PROVIDED MATERIAL Start Marker

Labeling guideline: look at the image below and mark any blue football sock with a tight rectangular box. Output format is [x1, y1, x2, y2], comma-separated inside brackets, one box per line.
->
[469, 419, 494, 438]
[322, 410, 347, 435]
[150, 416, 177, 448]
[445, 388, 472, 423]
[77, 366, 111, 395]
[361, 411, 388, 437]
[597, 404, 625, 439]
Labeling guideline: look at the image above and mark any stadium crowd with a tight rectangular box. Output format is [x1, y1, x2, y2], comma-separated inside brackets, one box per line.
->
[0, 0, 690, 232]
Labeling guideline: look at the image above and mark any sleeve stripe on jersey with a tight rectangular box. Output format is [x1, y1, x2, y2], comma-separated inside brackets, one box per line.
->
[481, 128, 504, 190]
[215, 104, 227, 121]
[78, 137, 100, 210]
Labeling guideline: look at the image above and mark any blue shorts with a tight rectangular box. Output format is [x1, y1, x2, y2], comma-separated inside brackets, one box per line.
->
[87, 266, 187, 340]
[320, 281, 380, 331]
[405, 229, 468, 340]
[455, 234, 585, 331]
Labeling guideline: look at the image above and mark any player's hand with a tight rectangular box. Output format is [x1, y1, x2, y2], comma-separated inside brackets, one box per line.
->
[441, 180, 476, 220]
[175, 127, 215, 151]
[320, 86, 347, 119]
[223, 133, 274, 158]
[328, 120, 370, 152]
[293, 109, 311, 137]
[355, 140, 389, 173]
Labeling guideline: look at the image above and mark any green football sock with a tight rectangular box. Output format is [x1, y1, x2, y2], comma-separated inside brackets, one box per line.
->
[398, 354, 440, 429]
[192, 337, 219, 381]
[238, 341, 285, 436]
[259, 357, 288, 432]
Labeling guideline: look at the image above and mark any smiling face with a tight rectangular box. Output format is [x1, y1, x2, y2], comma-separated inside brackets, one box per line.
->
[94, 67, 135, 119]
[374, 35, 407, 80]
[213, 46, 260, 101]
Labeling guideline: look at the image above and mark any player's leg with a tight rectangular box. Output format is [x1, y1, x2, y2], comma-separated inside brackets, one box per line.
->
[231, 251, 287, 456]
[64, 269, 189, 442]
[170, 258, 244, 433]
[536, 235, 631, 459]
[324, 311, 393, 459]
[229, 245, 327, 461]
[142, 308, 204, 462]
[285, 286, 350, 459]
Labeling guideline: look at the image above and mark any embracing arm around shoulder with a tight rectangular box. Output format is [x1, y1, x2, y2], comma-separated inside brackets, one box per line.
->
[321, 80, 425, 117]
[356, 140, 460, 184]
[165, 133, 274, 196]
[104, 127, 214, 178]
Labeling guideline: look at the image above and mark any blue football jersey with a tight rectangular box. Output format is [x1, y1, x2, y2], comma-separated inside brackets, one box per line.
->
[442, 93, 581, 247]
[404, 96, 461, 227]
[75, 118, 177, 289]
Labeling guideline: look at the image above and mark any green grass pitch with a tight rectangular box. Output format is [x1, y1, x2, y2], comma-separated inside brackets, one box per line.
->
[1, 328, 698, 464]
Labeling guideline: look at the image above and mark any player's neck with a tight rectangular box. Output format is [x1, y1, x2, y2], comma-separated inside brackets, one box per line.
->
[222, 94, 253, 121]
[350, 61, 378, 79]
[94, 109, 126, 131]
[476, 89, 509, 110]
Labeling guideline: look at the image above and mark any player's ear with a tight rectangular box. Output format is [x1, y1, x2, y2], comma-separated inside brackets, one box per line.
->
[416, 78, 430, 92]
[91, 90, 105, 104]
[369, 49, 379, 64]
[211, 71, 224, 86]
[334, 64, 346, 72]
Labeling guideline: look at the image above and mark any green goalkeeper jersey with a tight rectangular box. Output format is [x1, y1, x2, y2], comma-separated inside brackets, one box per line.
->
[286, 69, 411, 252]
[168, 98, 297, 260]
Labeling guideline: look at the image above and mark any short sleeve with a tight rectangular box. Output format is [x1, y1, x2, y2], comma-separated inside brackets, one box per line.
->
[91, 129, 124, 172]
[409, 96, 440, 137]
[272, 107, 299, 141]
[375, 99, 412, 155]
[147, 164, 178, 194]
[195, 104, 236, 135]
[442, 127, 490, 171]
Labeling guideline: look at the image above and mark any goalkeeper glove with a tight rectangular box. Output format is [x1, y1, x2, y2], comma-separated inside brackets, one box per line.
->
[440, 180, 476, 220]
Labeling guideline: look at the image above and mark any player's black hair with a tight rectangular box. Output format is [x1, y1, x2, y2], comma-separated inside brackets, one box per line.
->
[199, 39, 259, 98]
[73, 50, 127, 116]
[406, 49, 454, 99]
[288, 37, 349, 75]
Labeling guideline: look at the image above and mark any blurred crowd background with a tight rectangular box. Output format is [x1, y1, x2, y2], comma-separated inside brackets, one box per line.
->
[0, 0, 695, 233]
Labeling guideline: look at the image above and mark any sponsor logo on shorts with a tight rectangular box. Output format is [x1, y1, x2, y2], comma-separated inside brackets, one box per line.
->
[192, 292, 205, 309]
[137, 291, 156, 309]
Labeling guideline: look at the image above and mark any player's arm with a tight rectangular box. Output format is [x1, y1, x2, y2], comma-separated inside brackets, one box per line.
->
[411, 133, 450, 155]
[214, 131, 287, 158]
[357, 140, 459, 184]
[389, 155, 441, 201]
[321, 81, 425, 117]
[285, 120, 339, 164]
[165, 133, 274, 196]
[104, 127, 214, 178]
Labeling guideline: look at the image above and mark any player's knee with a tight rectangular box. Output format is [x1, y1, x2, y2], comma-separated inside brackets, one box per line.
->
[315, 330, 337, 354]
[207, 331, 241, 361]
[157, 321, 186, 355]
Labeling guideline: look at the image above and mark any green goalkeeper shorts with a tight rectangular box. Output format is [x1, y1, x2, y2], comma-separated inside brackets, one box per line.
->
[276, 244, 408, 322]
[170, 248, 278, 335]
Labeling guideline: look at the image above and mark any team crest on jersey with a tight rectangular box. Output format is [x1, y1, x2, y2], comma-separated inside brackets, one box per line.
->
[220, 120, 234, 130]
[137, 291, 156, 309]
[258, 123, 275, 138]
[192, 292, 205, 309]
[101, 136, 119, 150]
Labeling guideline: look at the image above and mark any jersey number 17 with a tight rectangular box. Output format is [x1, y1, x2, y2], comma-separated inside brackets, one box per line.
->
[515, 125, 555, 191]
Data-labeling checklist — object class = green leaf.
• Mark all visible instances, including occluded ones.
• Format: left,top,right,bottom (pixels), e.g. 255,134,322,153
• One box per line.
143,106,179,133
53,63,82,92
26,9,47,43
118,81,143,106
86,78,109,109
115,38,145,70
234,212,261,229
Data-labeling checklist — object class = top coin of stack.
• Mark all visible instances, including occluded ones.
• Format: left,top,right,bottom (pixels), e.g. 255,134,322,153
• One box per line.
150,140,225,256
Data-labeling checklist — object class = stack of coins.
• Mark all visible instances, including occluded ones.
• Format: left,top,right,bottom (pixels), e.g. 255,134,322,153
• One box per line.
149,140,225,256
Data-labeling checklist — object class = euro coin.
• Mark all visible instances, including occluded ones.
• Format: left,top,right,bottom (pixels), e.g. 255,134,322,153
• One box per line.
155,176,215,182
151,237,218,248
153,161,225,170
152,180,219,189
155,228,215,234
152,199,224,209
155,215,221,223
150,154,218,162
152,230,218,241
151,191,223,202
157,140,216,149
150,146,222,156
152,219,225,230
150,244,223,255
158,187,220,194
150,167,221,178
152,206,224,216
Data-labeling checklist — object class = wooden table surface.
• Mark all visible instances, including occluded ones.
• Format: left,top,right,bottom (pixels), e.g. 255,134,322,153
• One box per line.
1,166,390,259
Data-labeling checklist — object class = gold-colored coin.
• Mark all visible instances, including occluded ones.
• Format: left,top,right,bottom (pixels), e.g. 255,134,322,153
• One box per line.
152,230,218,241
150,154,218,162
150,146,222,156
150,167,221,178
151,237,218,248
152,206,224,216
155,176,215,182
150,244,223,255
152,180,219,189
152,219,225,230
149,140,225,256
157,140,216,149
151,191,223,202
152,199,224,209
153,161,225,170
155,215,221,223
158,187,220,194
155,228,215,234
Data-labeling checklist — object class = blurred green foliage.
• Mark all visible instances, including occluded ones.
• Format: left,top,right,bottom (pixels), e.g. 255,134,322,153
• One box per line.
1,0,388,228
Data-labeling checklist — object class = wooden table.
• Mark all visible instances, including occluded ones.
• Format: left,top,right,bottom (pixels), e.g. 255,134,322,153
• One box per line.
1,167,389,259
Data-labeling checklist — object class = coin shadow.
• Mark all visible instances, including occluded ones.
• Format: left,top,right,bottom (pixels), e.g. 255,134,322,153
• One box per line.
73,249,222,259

PROVIDED MATERIAL End Marker

▶ WHAT IS NEEDED
Considering only the material above, set down every line from the one with "any player's ear" to the one with "any player's black", inclusive, exactly as written.

▶ SOLVED EXERCISE
Labeling guideline: look at the image above and mark any player's ear with a tight rectangular box. Output format is [x1, y1, x2, y2], comma-separated inside brackets, one box per line.
->
[416, 78, 430, 92]
[91, 90, 105, 104]
[369, 49, 379, 64]
[211, 71, 224, 86]
[334, 64, 346, 72]
Labeling guideline: look at the image above and mark any green goalkeeper jersey with a tight rectangular box. Output format is [x1, y1, x2, y2], comma-separated inside brackets, one box per line.
->
[286, 69, 411, 252]
[168, 98, 297, 260]
Labeling guideline: look at the image above and mark any short sleeve with a tight rectangular box. Output format is [x1, y1, x2, y2], comma-separated inside brackets, one box per line.
->
[91, 129, 124, 172]
[409, 96, 440, 137]
[272, 107, 299, 141]
[375, 99, 412, 155]
[147, 164, 178, 194]
[195, 104, 236, 135]
[442, 127, 490, 171]
Labeling guideline: look at the image above and mark any goalkeeper glove with a tight rectangular box. Output format is [x1, y1, x2, y2], comma-separated inside brackets, one box per line.
->
[440, 180, 476, 220]
Labeling guideline: look at the image above and mark any player's black hair with a tight rectangular box. Output format is [x1, y1, x2, y2], comma-separated inside brackets, one box per line.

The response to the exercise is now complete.